→ **TEXT EXCERPT**:
▬▬▬
WARNING: This post, a translation from the website of the Russian human rights organization Memorial, deals with gruesome acts of violence in the war-torn breakaway republic of Chechnya.  Following the text is a series of explicit photographs of civilian casualties resulting from a Russian “anti-terrorist” campaign.  The photos are very disturbing and all readers are advised to exercise caution in deciding the click the jump and view the entire post.  You can read the text without seeing the photographs by scrolling carefully and stopping where the text ends and the photos are marked to begin.

This translation has been prepared by LR staff. As always, corrections are welcome and encouraged.   

Hat tip:  Reader “Robert.” 

Lethal Garlic:  More “accidental” fatalities in Ingushetia 

Memorial.ru 

February 15, 2010 

On February 11-12, 2010, in a forest on the border of Ingushetia and Chechnya, near the Ingush villages of Arshty and Datta, a special military operation was conducted by Russian forces.  The government reported on the destruction of a large detachment of rebel fighters and denied that any civilian casualties had occurred.  However, on February 12th we began receiving reports that there had in fact been civilians killed, and the next day we visited Arshty.  The following day we visited the Achkoi-Martan district in Chechnya.  Working with representatives of Human Rights Watch, we interviewed dozens of witnesses.  As a result, we can confidently assert that in the region where the operation was carried out were a large number of civilian residents and at least four of them were killed.
▬▬▬
[Saved data entries]
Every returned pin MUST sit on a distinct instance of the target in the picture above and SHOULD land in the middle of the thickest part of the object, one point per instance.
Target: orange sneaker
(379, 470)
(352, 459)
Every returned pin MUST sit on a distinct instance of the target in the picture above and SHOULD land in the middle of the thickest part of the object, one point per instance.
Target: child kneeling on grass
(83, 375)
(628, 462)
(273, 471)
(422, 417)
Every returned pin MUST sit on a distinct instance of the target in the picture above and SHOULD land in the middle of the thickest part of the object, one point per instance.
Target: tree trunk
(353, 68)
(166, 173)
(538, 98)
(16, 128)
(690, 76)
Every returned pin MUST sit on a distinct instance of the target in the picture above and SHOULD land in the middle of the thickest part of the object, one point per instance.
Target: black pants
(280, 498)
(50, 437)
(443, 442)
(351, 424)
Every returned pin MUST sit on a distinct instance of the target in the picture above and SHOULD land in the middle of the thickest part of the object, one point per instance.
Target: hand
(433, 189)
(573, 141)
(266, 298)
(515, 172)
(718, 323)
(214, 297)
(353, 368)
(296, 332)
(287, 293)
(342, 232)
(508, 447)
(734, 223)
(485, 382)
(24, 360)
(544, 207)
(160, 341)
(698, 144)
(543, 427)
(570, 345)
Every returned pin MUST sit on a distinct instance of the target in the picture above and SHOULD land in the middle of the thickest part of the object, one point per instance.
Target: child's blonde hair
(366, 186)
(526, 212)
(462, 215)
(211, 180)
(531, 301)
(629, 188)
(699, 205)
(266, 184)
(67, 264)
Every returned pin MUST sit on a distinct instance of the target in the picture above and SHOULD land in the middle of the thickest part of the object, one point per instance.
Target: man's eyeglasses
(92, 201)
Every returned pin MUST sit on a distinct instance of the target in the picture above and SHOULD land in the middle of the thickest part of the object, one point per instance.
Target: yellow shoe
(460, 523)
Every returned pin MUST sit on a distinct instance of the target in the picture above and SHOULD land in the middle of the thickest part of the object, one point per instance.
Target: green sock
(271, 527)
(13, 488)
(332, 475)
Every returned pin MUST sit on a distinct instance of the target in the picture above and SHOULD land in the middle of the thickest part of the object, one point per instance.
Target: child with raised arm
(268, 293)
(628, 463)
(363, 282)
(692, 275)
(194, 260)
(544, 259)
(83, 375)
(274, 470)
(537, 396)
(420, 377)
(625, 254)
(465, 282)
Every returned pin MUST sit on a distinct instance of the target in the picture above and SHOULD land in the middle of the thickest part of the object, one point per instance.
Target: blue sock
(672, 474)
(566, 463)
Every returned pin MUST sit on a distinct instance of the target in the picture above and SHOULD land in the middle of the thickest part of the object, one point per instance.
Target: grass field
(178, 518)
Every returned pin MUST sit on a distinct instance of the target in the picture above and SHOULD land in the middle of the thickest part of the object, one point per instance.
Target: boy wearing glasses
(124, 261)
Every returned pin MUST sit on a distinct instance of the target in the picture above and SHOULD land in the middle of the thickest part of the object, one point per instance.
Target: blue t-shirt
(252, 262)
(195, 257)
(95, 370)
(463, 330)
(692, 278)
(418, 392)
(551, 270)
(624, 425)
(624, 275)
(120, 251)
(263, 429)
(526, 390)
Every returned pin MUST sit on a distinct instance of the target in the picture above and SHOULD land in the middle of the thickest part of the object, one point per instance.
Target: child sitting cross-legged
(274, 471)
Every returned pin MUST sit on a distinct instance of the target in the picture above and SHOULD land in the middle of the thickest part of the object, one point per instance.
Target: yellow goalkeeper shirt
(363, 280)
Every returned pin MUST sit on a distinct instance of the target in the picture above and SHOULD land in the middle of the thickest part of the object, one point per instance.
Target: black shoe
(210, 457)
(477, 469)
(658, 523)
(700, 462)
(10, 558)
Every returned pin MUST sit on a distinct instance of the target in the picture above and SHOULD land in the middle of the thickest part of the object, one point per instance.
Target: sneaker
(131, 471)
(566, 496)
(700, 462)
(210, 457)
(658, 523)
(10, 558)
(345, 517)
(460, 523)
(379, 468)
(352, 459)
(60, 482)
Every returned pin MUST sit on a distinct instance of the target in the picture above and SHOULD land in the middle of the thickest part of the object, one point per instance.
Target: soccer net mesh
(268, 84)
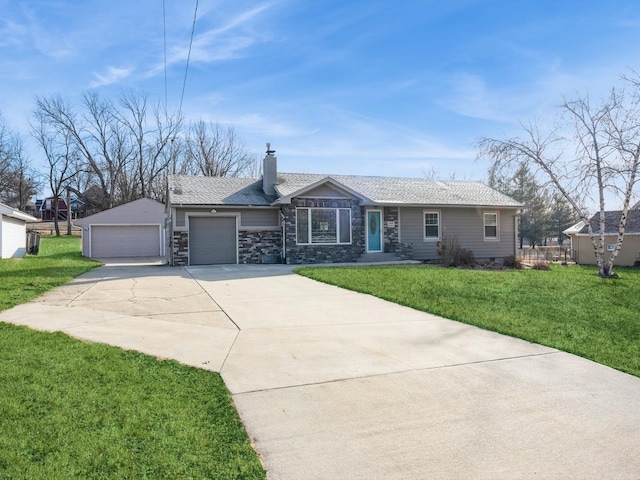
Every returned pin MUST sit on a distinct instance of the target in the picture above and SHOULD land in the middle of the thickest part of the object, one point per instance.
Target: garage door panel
(212, 240)
(125, 241)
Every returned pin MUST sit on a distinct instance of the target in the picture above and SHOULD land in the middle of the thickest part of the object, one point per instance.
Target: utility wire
(186, 70)
(164, 34)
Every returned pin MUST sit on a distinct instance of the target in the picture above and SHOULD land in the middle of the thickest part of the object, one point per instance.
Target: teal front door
(374, 237)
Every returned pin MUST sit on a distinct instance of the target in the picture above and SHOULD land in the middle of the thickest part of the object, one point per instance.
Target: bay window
(323, 225)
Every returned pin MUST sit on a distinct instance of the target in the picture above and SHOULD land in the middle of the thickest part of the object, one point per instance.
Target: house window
(323, 225)
(431, 225)
(491, 226)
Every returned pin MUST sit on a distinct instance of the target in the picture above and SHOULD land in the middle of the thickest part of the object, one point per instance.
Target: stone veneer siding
(180, 246)
(252, 245)
(299, 254)
(405, 251)
(391, 234)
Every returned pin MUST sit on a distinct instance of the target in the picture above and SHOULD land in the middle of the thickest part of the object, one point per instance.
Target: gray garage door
(125, 241)
(212, 240)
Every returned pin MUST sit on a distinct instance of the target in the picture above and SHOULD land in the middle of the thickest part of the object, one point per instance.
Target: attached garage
(135, 229)
(213, 240)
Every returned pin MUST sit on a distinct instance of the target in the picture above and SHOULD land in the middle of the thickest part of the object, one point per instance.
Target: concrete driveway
(333, 384)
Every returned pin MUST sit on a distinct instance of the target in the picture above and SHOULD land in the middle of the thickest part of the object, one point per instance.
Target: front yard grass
(568, 308)
(75, 410)
(59, 260)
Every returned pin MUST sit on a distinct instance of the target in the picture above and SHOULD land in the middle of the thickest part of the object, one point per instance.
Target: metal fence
(545, 254)
(33, 242)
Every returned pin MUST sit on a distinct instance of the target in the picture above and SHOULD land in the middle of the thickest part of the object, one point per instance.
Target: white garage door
(125, 241)
(212, 240)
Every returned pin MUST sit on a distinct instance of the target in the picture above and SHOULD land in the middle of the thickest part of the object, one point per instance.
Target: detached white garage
(13, 232)
(135, 229)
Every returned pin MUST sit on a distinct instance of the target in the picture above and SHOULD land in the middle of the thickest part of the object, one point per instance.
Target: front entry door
(374, 231)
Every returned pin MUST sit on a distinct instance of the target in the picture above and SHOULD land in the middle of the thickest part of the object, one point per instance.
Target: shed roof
(612, 221)
(141, 211)
(8, 211)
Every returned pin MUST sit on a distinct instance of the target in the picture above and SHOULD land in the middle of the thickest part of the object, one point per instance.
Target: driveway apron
(333, 384)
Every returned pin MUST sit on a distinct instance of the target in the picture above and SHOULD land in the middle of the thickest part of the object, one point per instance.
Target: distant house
(135, 229)
(47, 209)
(582, 248)
(303, 218)
(13, 232)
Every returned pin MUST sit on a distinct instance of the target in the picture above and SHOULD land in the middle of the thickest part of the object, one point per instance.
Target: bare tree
(213, 151)
(153, 143)
(18, 181)
(60, 151)
(605, 161)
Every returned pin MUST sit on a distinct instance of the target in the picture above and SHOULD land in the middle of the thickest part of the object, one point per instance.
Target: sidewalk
(333, 384)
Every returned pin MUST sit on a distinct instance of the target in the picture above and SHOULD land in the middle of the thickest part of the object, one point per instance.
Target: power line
(186, 70)
(164, 34)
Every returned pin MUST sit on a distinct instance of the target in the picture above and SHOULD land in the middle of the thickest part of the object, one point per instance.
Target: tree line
(108, 153)
(589, 155)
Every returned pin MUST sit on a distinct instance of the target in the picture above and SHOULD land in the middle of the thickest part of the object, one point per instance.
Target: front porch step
(378, 257)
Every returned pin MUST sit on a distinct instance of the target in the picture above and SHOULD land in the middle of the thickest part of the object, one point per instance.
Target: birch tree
(598, 160)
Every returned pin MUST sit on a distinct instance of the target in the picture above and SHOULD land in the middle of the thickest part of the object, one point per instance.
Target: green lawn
(569, 308)
(75, 410)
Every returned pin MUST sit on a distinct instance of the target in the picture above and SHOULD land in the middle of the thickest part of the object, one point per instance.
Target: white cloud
(223, 42)
(111, 76)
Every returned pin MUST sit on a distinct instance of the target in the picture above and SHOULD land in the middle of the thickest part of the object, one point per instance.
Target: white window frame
(310, 224)
(484, 227)
(424, 225)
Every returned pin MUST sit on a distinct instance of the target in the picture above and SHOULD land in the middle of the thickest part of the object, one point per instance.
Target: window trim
(484, 226)
(424, 226)
(338, 232)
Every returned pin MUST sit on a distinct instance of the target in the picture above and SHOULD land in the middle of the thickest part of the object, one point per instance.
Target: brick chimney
(269, 171)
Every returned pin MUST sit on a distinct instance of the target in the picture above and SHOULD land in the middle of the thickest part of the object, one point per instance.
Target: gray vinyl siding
(249, 217)
(259, 218)
(181, 218)
(464, 223)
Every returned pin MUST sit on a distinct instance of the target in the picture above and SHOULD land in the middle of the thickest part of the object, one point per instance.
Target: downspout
(515, 239)
(284, 238)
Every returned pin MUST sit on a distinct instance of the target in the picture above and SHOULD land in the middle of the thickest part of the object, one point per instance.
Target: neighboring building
(47, 209)
(13, 232)
(582, 248)
(135, 229)
(303, 218)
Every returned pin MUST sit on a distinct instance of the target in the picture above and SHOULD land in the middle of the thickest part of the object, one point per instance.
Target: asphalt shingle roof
(398, 190)
(612, 220)
(190, 190)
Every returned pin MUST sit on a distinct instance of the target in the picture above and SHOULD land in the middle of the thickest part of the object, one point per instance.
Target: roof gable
(372, 190)
(143, 210)
(400, 191)
(326, 181)
(191, 190)
(612, 221)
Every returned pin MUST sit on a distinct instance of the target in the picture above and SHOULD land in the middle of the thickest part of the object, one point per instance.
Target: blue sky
(351, 87)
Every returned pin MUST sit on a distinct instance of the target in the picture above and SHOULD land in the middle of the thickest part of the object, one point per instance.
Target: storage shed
(13, 232)
(135, 229)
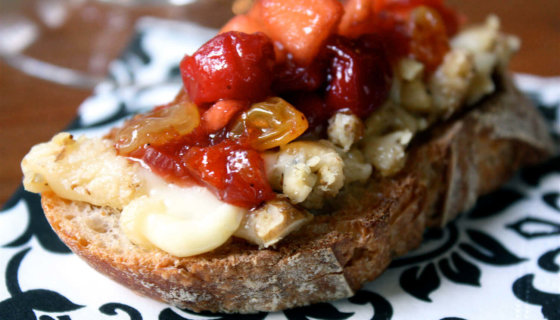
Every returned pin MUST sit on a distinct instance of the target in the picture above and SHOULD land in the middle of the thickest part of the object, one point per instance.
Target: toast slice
(448, 167)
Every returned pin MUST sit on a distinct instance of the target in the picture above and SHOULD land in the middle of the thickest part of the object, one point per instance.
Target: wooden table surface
(33, 110)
▬▬▬
→ **WORK TO COMPLETE**: List every geographic place named in the text on civilian deaths in Ingushetia.

→ **RESULT FOR THIS TASK**: Chechnya, Ingushetia, Arshty, Datta, Achkoi-Martan district